▶ **EXERCISE DESCRIPTION**: Work out how many lines in the entries contain the string "woman", and give nothing but that number.

▶ **RECORD SET**:
-=-=-=-=-
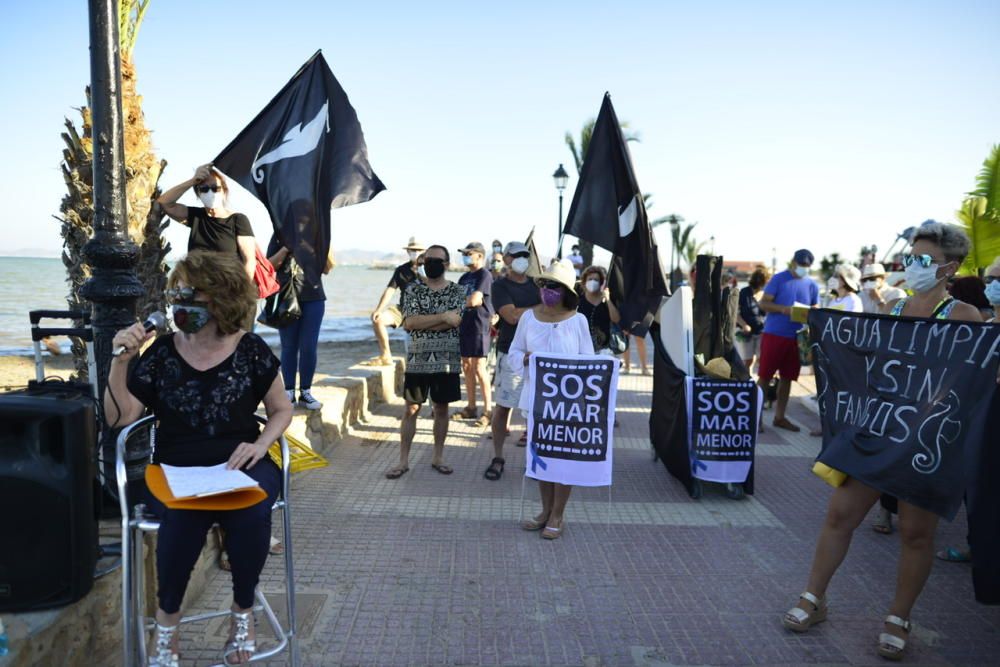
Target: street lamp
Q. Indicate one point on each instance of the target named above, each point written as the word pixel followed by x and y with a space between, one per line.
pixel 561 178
-=-=-=-=-
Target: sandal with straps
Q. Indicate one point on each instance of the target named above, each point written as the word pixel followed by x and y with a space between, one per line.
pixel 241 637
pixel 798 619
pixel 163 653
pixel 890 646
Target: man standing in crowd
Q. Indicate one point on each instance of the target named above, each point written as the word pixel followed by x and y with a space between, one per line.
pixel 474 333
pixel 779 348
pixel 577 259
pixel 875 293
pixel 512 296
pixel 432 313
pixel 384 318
-=-=-=-=-
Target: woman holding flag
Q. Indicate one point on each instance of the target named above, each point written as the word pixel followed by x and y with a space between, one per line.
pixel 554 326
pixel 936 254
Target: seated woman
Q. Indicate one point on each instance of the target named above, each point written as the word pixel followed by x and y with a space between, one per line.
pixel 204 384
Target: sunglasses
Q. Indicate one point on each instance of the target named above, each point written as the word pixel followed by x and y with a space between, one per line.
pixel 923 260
-=-=-=-=-
▶ **EXERCISE RESULT**: 2